__Document text__
::::::::

As we got closer to the date, we needed to make sure parents were invited and students were aware it was happening – we needed an audience!  That involved sending out invites, putting up posters around the school (that Mae designed) and arranging catering for refreshments.  I also was keen to make it an event that would benefit a charity, and I have done fundraising for Christopher’s Smile before and I’m passionate about continuing to do this, so I nominated them as the charity.

We were really on a roll now!  And every day I had new ideas for the fashion show, so it was an on-going creative project.

In order to have as many garments as possible, the textiles club upcylcled men’s shirts by stencilling and embroidering on them, and generally adapting them.  Every Wednesday afternoon the upcyclers would meet in the textiles department to work on their creations from wardrobe – even the English teacher and art technician made garments! The other set of clothes we had were dresses that I had designed and made, and dresses that a year 7 student had designed and made – we have both been passionate about fashion for years and love to design and make clothes.  He and I have frequently met to discuss fashion, and he was very involved in the show, upcylcing from wardrobe and modelling too.  I hope that I’ve started a tradition in my final year of putting on a fashion show, and that he will carry it on.

What makes a fashion show successful?  Not only the clothes…music, lighting, models and the catwalk.

img_4924-cropIn my spare time, I would search music and listen to different genres to see what might go well with the Jungle theme.  I considered traditional club music that would normally go with a fashion show, I thought about rock (which I love), but in the end I decided to introduce African Drums (the jungle theme!) in between some modern club tracks.

::::::::

Coordinate annotation records:
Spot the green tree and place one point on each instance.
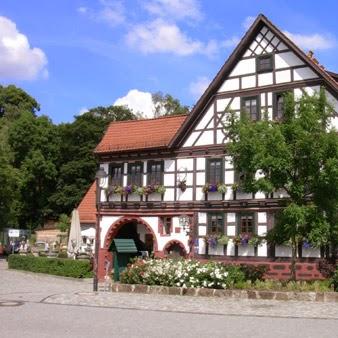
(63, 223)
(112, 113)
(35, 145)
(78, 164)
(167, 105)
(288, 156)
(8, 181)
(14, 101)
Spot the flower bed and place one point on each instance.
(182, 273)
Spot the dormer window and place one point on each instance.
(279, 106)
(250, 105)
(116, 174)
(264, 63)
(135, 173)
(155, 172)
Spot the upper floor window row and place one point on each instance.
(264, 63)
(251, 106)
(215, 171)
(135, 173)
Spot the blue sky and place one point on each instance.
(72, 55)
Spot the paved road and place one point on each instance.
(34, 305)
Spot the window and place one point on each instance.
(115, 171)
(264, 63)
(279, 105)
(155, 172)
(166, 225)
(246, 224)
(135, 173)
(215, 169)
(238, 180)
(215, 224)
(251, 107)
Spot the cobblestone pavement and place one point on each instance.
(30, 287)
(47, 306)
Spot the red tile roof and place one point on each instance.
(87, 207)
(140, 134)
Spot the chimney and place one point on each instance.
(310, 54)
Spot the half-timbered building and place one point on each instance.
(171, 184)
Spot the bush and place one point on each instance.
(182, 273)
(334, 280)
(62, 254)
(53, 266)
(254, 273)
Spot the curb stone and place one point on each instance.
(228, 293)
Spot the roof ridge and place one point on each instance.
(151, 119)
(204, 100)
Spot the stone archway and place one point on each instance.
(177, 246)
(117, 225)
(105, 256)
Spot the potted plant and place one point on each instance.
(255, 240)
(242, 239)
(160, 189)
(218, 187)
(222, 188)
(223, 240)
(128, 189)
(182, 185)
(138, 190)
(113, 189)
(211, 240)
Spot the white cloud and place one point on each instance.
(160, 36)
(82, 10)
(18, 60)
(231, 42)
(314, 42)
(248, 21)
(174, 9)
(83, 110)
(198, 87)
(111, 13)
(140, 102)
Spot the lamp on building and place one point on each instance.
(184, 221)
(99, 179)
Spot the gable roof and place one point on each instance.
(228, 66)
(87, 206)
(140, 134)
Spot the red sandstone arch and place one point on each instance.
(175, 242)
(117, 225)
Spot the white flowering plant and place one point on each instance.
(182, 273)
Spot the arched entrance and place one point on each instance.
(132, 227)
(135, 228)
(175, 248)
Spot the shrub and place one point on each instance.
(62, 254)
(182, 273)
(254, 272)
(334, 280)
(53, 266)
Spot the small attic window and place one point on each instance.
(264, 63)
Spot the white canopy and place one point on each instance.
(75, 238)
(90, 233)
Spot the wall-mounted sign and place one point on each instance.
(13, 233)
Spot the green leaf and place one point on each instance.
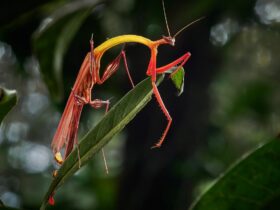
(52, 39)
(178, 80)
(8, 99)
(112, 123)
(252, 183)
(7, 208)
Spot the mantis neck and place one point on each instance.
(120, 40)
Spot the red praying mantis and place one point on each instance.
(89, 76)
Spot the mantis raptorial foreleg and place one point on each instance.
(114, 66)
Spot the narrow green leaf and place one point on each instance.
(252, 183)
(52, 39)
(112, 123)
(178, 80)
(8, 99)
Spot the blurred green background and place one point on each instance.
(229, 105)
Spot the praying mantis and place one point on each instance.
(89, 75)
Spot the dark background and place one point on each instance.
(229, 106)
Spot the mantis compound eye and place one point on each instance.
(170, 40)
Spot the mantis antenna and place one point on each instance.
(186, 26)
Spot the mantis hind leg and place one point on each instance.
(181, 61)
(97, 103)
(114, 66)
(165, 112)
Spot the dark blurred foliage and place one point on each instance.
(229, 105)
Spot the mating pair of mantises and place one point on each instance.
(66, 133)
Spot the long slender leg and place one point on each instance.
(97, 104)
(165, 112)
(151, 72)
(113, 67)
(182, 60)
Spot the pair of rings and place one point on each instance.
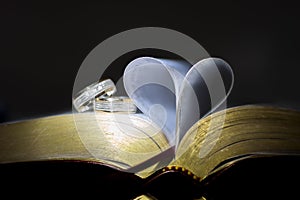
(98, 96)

::::::::

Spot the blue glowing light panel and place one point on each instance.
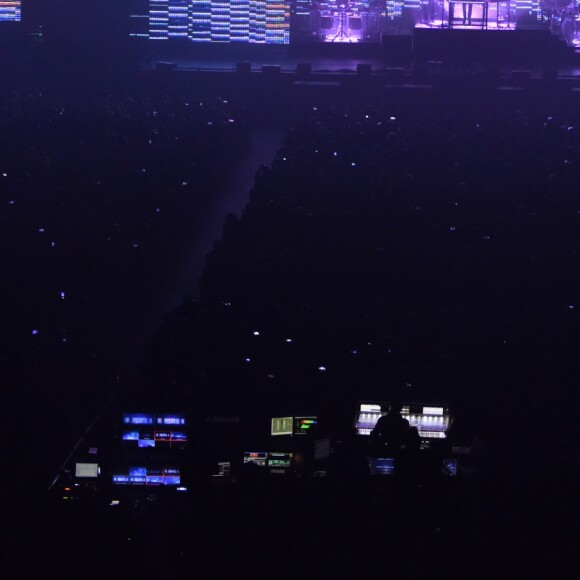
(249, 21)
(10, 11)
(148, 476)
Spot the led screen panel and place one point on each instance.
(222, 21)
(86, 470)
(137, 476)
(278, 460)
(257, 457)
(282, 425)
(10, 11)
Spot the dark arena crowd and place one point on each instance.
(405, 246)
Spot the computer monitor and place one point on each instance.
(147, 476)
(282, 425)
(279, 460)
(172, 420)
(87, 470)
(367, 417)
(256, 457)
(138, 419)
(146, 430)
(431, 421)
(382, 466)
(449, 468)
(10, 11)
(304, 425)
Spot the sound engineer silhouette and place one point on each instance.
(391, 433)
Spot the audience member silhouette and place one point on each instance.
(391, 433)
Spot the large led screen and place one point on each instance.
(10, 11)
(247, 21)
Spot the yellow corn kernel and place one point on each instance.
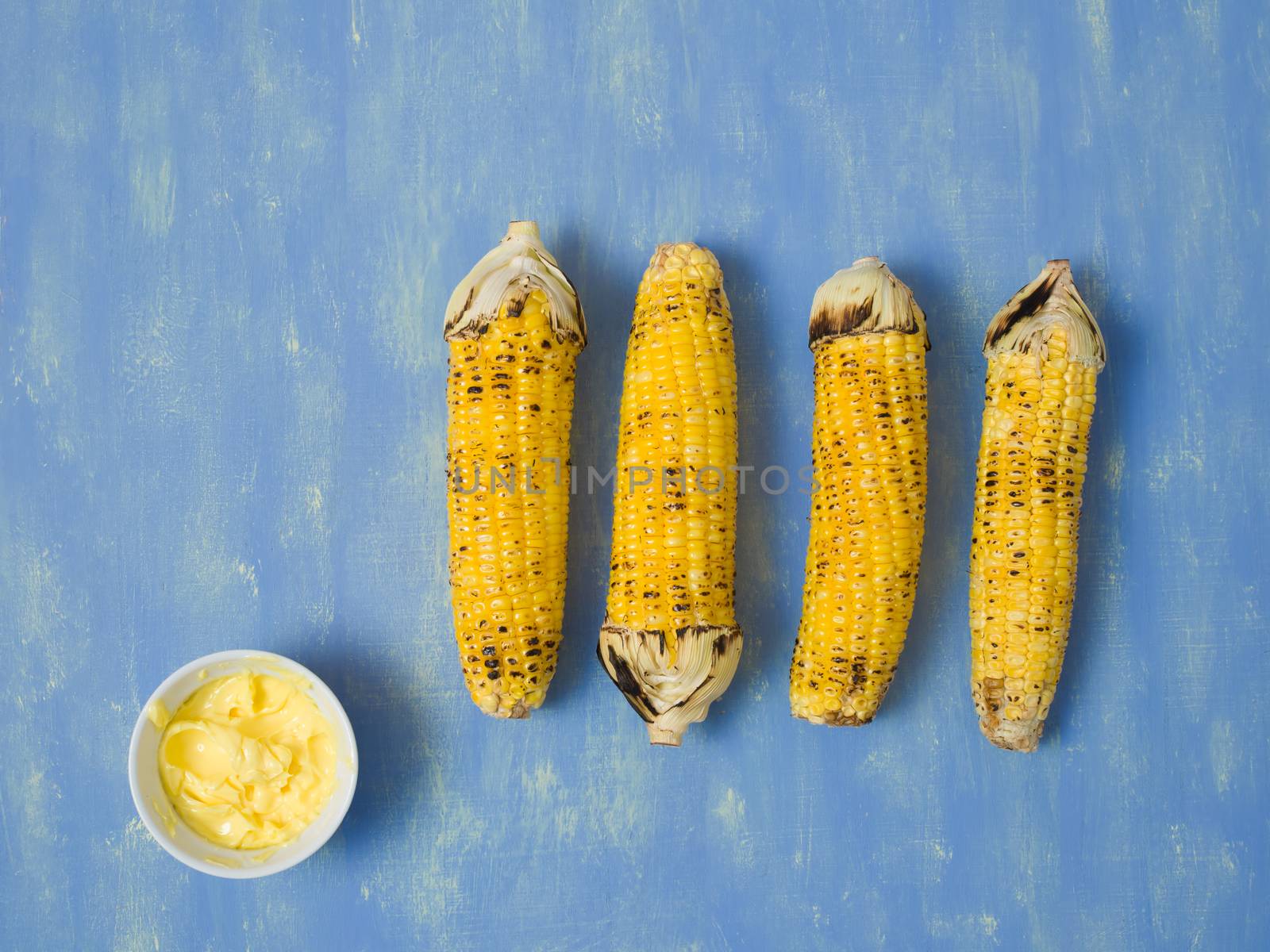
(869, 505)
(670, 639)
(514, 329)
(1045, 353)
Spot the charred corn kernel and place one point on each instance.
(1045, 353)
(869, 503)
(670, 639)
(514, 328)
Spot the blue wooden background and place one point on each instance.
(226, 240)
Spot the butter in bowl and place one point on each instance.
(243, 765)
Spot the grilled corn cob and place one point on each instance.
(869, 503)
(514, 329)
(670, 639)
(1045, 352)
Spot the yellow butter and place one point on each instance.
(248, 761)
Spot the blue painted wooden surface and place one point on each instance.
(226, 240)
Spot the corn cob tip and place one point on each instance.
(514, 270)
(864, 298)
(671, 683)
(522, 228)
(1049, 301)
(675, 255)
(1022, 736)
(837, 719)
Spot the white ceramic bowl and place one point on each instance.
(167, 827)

::::::::

__Short problem 1__
Condense the paragraph of the fashion show text beginning "In order to have as many garments as possible" into a bulleted list that keeps its main facts.
__Short problem 2__
Render this sentence from the fashion show text in Spanish: "And every day I had new ideas for the fashion show, so it was an on-going creative project."

__Exercise answer 1__
- The textiles club upcycled men's shirts by stenciling, embroidering and otherwise adapting them.
- Every Wednesday afternoon, the upcyclers met in the textiles department to work on their creations from wardrobe. Even the English teacher and the art technician made garments.
- The remaining clothes were dresses designed and made by the writer and by a year 7 student. Both have been passionate about fashion for years.
- The two met often to discuss fashion. The year 7 student was closely involved in the show, upcycling from wardrobe and also modeling.
- The writer hopes the show starts a tradition that he will carry on.

__Exercise answer 2__
Y cada día tenía nuevas ideas para el desfile de moda, así que era un proyecto creativo continuo.